GIVEN TEXT:
◆ ◆ ◆
Limitations on the number of eligible patients, and the stringent requirements for demonstrating therapeutic efficacy mean these trials must be undertaken in a highly efficient and effective manner. However, this is a particularly challenging task, especially when people living with incomplete SCI (iSCI) are likely to improve spontaneously over the first year after injury and represent a very heterogeneous population in terms of recovery patterns.
Nonetheless, their recruitment is essential since it would more closely reflect the preclinical situation, where iSCI models are commonly used to test potential therapies, and speed the completion of a trial. Finally, it would target a therapeutic to a population where it is more likely to produce a benefit, because in iSCI there is some preserved function to enhance, which is not available in sensorimotor complete SCI. Current SCI trials have either not primarily targeted incomplete subjects or have not fully taken into account the consequences of their inclusion in terms of clinical trial design. Therefore, more rigorous and statistically sound approaches for the development of SCI clinical trial protocols are needed.
We recognize that a key prerequisite for significant advancements in the translational process is the development of accurate inclusion/exclusion criteria for SCI trial participants, whether they be complete (ASIA Impairment Scale A or AIS-A) or incomplete, (AIS-B to AIS-D). In addition, reasonable cohort-specific outcomes for those subjects enrolled in a trial are needed. Based on encouraging preliminary analyses, we will refine our findings and provide a sound rationale for homogeneous cohort identification by employing a recently developed statistical method - unbiased recursive partitioning. We will rely on the European Multicentre study about Spinal Cord Injury (EMSCI) database to study cohort-specific recovery patterns and clinical endpoints. We will also model recovery patterns over time using a multivariate approach that is not based on sum scores alone.
◆ ◆ ◆
WORK REQUEST 1:
Say whether each statement below agrees with the text on spinal cord injury trials. Answer yes or no for each, and quote the words that decide it.
(a) People with incomplete SCI are likely to improve on their own during the first year after injury.
(b) The planned study will draw on a database from the United States.
(c) Recovery patterns over time will be modeled with sum scores alone.
WORK REQUEST 2: Return the portion of the text on spinal cord injury trials from "Limitations on the" to "of recovery patterns.", copied word for word.

EXTRACTED MATERIAL:
◆ ◆ ◆
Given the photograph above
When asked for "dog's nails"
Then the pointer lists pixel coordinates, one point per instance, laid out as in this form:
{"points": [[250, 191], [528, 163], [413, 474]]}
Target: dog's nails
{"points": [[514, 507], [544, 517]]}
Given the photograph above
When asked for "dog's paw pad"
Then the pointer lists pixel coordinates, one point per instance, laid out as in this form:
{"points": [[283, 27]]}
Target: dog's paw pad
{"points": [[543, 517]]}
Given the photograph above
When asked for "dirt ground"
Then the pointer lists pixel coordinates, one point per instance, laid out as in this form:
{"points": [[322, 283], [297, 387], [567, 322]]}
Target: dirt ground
◆ ◆ ◆
ANSWER AREA 1:
(a) Yes: "people living with incomplete SCI (iSCI) are likely to improve spontaneously over the first year after injury"
(b) No: "We will rely on the European Multicentre study about Spinal Cord Injury (EMSCI) database"
(c) No: "using a multivariate approach that is not based on sum scores alone"

ANSWER AREA 2:
Limitations on the number of eligible patients, and the stringent requirements for demonstrating therapeutic efficacy mean these trials must be undertaken in a highly efficient and effective manner. However, this is a particularly challenging task, especially when people living with incomplete SCI (iSCI) are likely to improve spontaneously over the first year after injury and represent a very heterogeneous population in terms of recovery patterns.